» Your instructions:
Copy the data below verbatim, from the start through the line containing "x=638, y=631", inclusive. Leave out the pictures.

» Source material:
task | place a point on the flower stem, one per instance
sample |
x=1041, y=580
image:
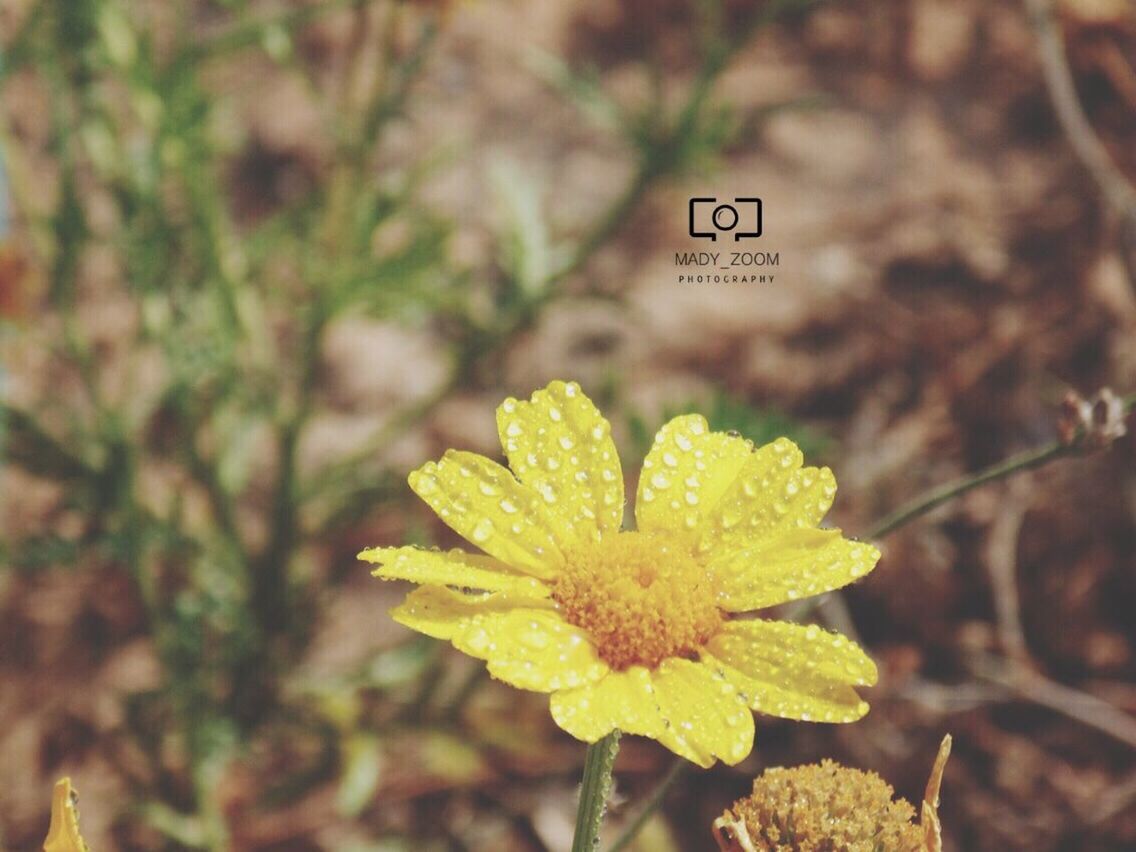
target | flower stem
x=594, y=791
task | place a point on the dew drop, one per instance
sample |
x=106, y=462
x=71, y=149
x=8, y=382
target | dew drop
x=482, y=531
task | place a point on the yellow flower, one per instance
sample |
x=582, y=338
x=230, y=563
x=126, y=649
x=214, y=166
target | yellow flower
x=638, y=631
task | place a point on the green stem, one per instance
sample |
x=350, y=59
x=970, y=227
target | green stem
x=594, y=791
x=651, y=805
x=936, y=496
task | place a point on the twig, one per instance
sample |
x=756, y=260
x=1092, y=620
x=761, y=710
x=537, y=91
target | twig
x=1001, y=561
x=1079, y=706
x=935, y=498
x=1086, y=144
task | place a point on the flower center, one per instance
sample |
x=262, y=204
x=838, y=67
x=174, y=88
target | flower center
x=641, y=596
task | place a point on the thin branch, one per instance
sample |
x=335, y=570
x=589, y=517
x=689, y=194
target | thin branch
x=1086, y=144
x=1074, y=703
x=1002, y=562
x=935, y=498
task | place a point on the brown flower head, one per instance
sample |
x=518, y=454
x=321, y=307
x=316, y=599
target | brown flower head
x=829, y=808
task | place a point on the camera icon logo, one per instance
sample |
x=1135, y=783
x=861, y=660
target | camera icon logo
x=743, y=217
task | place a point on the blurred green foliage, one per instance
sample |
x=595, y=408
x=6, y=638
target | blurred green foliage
x=231, y=312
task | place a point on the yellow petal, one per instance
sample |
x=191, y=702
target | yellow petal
x=452, y=568
x=796, y=564
x=794, y=671
x=560, y=445
x=442, y=612
x=483, y=502
x=624, y=700
x=685, y=474
x=63, y=833
x=771, y=494
x=532, y=649
x=704, y=710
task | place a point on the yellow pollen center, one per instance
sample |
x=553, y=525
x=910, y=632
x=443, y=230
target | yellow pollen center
x=641, y=596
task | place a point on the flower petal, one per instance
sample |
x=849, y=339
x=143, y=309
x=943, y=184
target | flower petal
x=771, y=493
x=532, y=649
x=706, y=711
x=798, y=564
x=452, y=568
x=685, y=474
x=624, y=700
x=484, y=503
x=560, y=445
x=442, y=612
x=791, y=670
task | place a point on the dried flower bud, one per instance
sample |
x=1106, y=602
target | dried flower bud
x=1094, y=423
x=828, y=807
x=63, y=834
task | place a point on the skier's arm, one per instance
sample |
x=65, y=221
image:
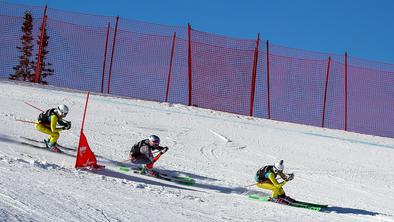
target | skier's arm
x=272, y=178
x=282, y=175
x=146, y=151
x=162, y=149
x=54, y=120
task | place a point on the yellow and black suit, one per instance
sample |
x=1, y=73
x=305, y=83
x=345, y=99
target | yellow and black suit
x=266, y=179
x=47, y=122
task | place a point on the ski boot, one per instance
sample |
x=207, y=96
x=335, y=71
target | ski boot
x=52, y=147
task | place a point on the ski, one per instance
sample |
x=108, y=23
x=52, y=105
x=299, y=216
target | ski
x=177, y=179
x=299, y=204
x=38, y=141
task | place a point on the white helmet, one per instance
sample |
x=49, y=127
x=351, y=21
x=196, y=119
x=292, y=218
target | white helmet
x=154, y=139
x=279, y=166
x=62, y=110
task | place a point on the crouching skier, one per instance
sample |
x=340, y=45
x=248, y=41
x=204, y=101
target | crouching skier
x=141, y=153
x=47, y=122
x=266, y=179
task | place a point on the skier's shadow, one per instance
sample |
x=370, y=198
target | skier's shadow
x=221, y=189
x=346, y=210
x=111, y=173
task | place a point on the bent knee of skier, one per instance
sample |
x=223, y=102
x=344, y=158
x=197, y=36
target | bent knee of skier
x=276, y=191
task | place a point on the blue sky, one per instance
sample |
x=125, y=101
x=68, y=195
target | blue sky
x=364, y=29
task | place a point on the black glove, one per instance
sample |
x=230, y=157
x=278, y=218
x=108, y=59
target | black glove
x=65, y=124
x=165, y=149
x=290, y=176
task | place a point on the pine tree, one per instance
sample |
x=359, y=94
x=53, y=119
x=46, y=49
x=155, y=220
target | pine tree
x=24, y=70
x=45, y=68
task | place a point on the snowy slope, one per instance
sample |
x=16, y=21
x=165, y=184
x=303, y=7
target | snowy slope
x=353, y=173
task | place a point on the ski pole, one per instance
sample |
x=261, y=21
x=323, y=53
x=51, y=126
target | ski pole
x=250, y=185
x=34, y=106
x=26, y=121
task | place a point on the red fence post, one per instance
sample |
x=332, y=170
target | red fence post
x=189, y=62
x=169, y=70
x=84, y=112
x=112, y=53
x=38, y=64
x=268, y=83
x=325, y=92
x=105, y=58
x=346, y=91
x=254, y=70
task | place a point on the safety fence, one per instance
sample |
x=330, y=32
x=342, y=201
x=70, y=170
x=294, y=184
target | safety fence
x=174, y=64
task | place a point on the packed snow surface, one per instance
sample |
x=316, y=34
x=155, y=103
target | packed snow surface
x=352, y=173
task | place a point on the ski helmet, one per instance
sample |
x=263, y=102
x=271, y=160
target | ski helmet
x=155, y=139
x=279, y=166
x=62, y=110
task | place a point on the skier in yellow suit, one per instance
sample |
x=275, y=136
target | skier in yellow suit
x=266, y=179
x=47, y=123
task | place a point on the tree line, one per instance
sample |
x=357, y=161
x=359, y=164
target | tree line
x=25, y=69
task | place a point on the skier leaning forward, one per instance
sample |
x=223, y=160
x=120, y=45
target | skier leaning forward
x=266, y=179
x=47, y=122
x=141, y=152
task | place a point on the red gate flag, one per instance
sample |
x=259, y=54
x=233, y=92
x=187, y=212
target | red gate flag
x=85, y=156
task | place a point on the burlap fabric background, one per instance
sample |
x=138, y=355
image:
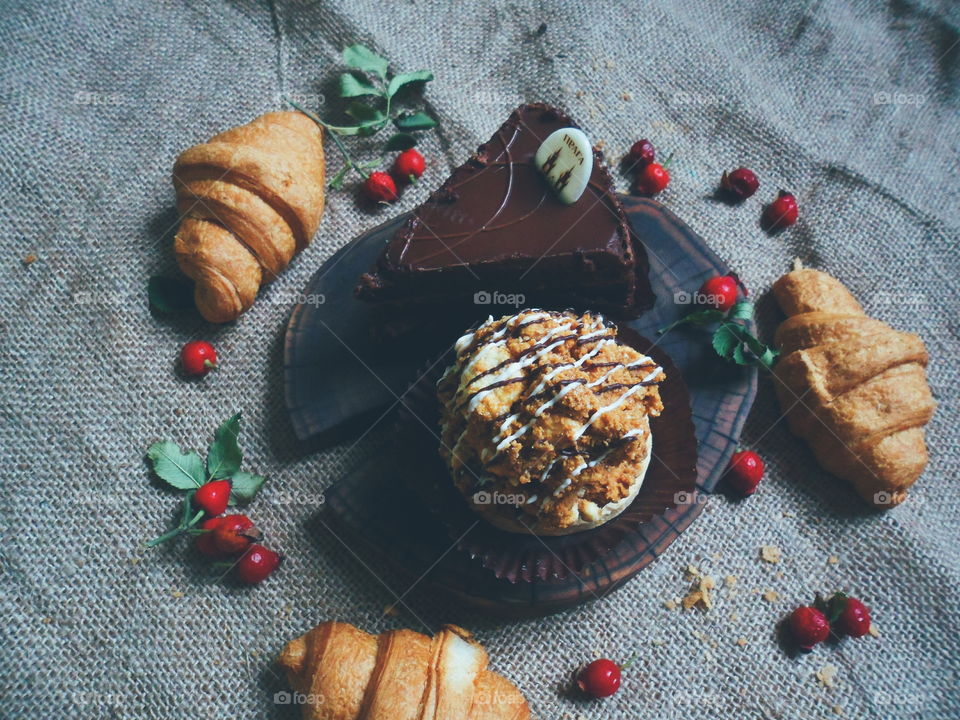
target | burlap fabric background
x=853, y=105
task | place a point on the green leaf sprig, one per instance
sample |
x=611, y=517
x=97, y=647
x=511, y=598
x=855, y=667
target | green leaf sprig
x=187, y=471
x=731, y=339
x=369, y=78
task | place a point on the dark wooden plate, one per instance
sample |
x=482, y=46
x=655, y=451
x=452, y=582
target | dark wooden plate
x=339, y=376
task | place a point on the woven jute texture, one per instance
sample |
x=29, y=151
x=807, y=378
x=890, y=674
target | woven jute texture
x=852, y=105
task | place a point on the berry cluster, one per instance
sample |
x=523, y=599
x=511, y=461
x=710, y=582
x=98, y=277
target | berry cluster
x=736, y=186
x=211, y=487
x=381, y=187
x=224, y=537
x=840, y=615
x=650, y=177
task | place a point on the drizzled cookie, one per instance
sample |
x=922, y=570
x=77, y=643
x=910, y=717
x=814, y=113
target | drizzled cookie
x=545, y=421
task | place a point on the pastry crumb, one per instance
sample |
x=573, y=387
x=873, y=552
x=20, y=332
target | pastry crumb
x=770, y=553
x=827, y=675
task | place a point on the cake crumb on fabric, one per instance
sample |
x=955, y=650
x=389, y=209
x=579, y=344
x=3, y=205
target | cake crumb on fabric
x=827, y=675
x=770, y=553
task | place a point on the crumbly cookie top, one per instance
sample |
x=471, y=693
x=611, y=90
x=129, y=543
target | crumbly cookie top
x=549, y=409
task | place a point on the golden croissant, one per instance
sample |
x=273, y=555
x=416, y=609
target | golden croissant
x=342, y=673
x=251, y=198
x=853, y=387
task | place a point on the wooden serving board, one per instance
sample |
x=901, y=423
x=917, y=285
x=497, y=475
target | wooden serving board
x=339, y=378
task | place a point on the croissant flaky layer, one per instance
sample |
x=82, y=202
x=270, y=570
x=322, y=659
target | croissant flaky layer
x=251, y=198
x=342, y=673
x=853, y=387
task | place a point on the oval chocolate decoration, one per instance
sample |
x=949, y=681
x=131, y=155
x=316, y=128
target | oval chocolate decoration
x=566, y=159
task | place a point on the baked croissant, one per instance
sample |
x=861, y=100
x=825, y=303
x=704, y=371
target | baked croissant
x=251, y=198
x=347, y=674
x=853, y=387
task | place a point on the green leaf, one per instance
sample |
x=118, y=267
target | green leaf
x=738, y=355
x=743, y=310
x=345, y=129
x=351, y=86
x=398, y=81
x=725, y=339
x=415, y=121
x=245, y=486
x=224, y=456
x=181, y=470
x=364, y=114
x=768, y=357
x=170, y=295
x=363, y=58
x=400, y=141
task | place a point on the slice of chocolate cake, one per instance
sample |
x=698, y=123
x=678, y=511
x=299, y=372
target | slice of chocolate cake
x=497, y=226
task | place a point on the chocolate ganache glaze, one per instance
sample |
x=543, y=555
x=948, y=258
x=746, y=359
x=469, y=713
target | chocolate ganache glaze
x=495, y=224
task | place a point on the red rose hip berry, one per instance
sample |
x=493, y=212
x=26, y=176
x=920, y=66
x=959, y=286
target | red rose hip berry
x=198, y=358
x=408, y=166
x=234, y=534
x=744, y=472
x=213, y=497
x=719, y=292
x=256, y=564
x=641, y=153
x=380, y=187
x=740, y=184
x=601, y=678
x=782, y=212
x=854, y=619
x=652, y=179
x=809, y=627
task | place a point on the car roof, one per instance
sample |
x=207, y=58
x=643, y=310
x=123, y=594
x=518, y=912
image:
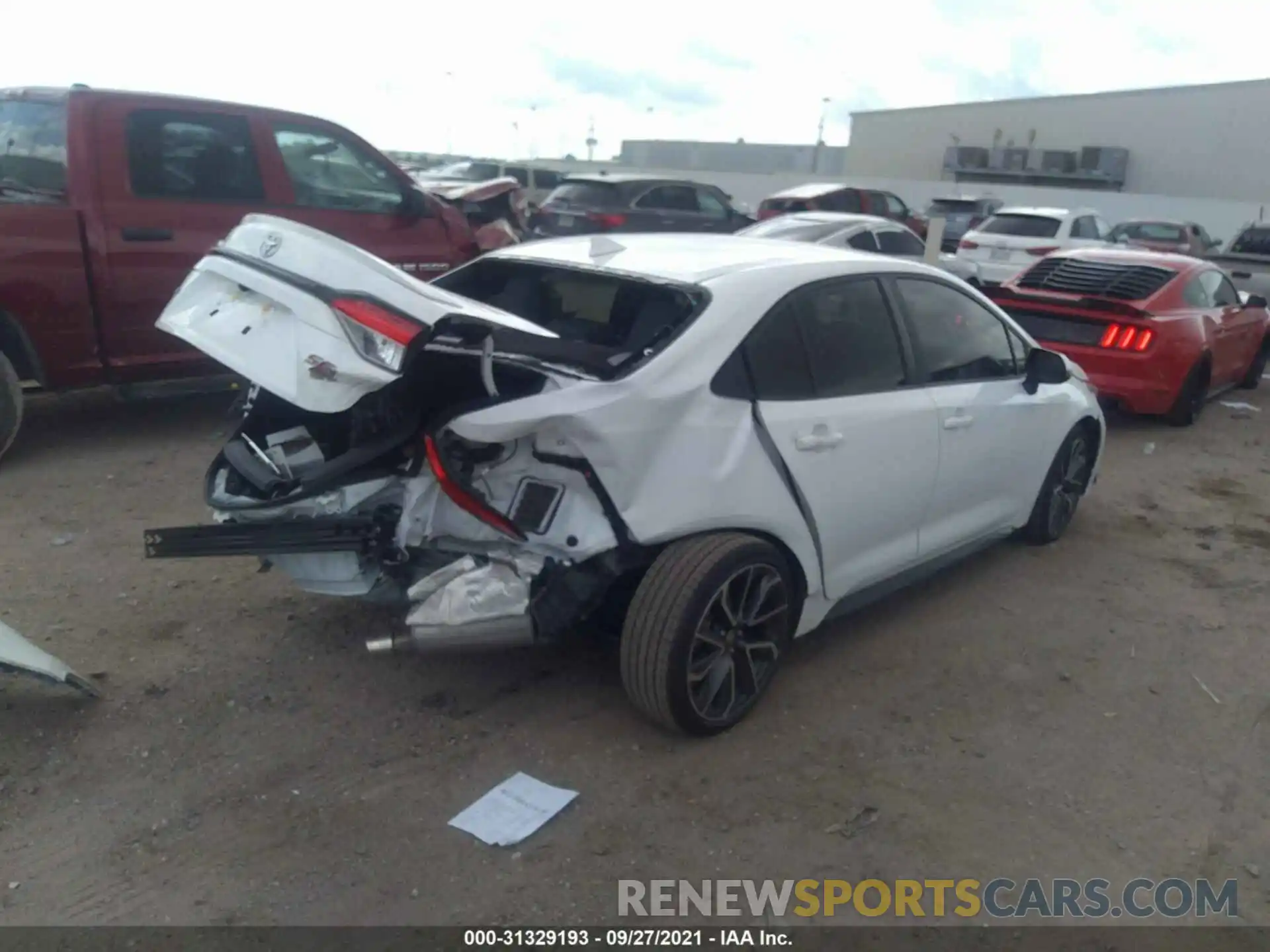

» Response to the task:
task | place a point on the flower stem, one per instance
sample |
x=1041, y=580
image:
target | flower stem
x=594, y=791
task | place a point on the dew drop, one per instance
sample |
x=106, y=462
x=71, y=149
x=8, y=382
target | dew drop
x=482, y=531
task | place a point on the yellow flower, one per instance
sample |
x=582, y=338
x=230, y=563
x=126, y=649
x=214, y=166
target | yellow flower
x=638, y=631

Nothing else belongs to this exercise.